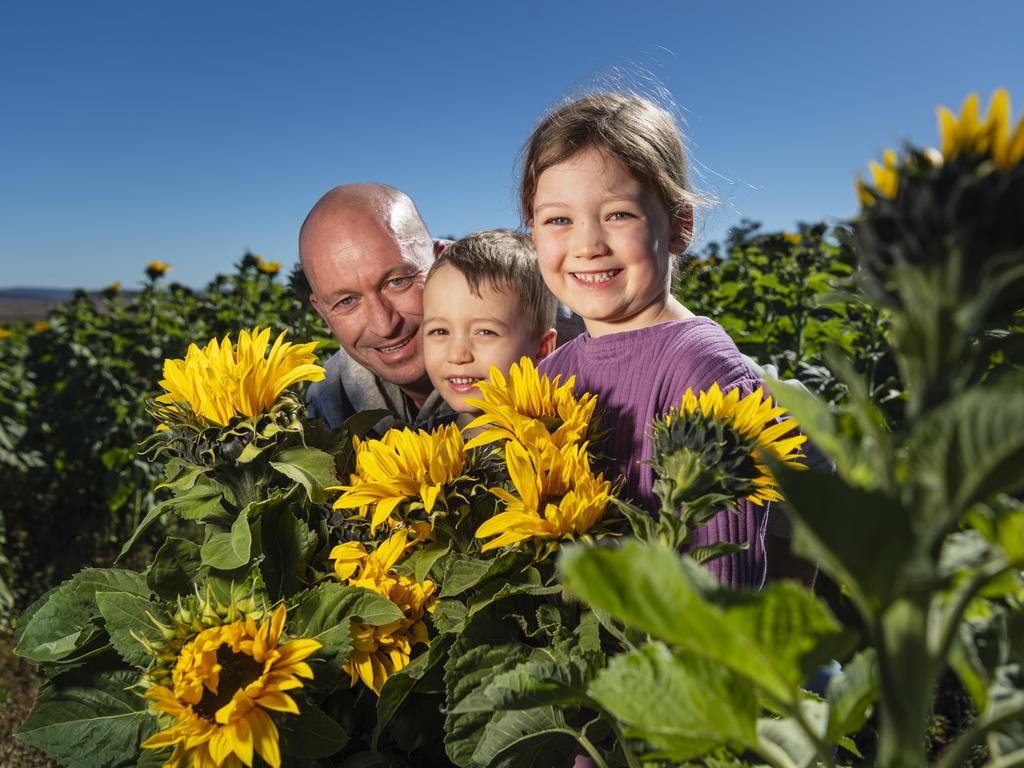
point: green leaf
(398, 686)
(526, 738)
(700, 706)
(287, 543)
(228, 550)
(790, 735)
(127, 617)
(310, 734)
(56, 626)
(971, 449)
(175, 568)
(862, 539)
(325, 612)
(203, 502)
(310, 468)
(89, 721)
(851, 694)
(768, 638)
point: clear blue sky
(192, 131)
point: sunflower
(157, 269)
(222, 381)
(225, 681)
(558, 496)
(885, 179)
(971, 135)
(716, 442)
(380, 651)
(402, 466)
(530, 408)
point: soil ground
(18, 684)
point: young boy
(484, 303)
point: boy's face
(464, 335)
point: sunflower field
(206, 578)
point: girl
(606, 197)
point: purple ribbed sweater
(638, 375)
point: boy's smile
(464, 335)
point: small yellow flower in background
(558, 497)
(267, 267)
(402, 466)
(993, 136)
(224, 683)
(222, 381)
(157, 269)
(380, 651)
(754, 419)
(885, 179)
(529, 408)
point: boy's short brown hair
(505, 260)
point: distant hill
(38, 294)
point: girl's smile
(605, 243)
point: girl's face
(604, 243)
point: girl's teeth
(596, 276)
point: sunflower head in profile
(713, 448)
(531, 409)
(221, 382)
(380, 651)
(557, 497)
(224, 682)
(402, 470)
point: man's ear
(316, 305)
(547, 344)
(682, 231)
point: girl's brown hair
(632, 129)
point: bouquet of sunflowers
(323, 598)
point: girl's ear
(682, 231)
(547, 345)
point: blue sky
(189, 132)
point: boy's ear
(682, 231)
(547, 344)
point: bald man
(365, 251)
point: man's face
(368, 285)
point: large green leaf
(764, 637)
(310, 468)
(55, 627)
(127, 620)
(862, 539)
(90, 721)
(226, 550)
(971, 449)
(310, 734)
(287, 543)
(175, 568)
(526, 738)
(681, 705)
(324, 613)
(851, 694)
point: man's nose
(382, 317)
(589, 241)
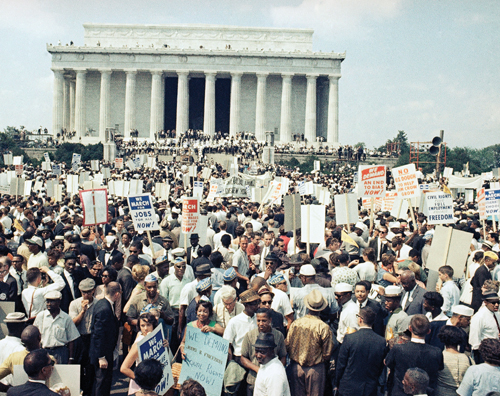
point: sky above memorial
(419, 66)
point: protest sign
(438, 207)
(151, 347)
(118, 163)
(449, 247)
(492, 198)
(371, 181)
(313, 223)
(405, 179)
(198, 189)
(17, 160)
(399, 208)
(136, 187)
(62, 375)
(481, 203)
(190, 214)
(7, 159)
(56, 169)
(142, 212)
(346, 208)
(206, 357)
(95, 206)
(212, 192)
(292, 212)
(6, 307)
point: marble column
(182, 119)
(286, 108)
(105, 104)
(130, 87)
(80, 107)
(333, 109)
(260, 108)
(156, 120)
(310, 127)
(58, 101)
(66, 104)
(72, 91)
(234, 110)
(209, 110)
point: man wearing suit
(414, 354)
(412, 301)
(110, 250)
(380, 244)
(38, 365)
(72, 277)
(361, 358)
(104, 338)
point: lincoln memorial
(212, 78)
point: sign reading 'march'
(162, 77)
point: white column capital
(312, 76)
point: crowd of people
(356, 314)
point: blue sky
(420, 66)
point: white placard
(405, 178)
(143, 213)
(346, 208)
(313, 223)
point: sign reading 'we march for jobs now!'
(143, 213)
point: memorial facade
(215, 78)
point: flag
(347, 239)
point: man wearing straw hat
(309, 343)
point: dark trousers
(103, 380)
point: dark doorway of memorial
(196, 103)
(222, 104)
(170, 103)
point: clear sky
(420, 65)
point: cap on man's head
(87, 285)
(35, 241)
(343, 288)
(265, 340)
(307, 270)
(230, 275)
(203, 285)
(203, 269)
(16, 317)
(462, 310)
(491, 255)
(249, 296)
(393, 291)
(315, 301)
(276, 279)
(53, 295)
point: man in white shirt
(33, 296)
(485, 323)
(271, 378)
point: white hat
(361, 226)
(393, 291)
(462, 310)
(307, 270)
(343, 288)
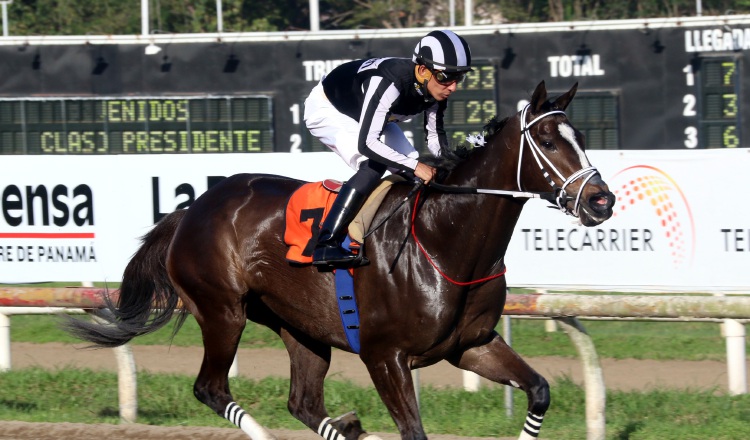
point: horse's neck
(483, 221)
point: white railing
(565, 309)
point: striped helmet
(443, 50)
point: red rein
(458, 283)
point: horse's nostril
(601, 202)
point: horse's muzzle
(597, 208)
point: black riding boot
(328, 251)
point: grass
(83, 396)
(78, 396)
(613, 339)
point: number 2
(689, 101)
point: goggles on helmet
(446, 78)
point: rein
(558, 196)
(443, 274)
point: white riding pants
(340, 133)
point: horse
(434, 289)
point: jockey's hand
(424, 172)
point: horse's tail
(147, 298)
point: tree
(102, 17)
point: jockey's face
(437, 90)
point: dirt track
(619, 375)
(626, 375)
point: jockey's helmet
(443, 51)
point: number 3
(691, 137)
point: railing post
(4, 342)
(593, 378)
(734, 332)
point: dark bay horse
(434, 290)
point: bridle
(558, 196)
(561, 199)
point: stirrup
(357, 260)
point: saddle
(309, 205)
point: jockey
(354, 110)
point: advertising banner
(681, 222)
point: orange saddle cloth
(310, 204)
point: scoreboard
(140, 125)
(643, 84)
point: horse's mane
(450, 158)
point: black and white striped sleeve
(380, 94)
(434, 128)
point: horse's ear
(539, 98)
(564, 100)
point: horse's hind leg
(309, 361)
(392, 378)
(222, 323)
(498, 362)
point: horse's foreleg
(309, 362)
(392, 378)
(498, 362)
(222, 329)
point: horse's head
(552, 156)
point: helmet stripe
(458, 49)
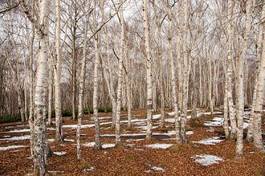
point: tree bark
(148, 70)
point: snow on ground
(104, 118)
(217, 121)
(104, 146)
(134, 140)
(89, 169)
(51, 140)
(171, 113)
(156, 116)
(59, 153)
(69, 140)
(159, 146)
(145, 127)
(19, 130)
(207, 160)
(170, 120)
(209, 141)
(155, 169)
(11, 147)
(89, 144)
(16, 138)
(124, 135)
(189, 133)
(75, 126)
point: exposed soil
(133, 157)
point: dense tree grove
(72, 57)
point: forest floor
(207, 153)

==*==

**WHAT THIS TASK INVOLVES:**
Render every line from the one containing "point: snow on ground" through the end of the records as a Markdown table with a Row column for the row number and an Entry column for the line, leaving out blank lines.

**FULL ANSWER:**
| Row | Entry |
|---|---|
| 1 | point: snow on ground |
| 2 | (104, 118) |
| 3 | (217, 121) |
| 4 | (104, 146) |
| 5 | (134, 140) |
| 6 | (89, 169) |
| 7 | (51, 140) |
| 8 | (171, 113) |
| 9 | (156, 116) |
| 10 | (59, 153) |
| 11 | (69, 140) |
| 12 | (159, 146) |
| 13 | (145, 127) |
| 14 | (19, 130) |
| 15 | (207, 160) |
| 16 | (170, 120) |
| 17 | (209, 141) |
| 18 | (155, 169) |
| 19 | (11, 147) |
| 20 | (89, 144) |
| 21 | (16, 138) |
| 22 | (124, 135) |
| 23 | (189, 133) |
| 24 | (75, 126) |
| 25 | point: exposed soil |
| 26 | (133, 157) |
| 27 | point: dense tree grove |
| 28 | (72, 57) |
| 29 | point: forest floor |
| 30 | (207, 153) |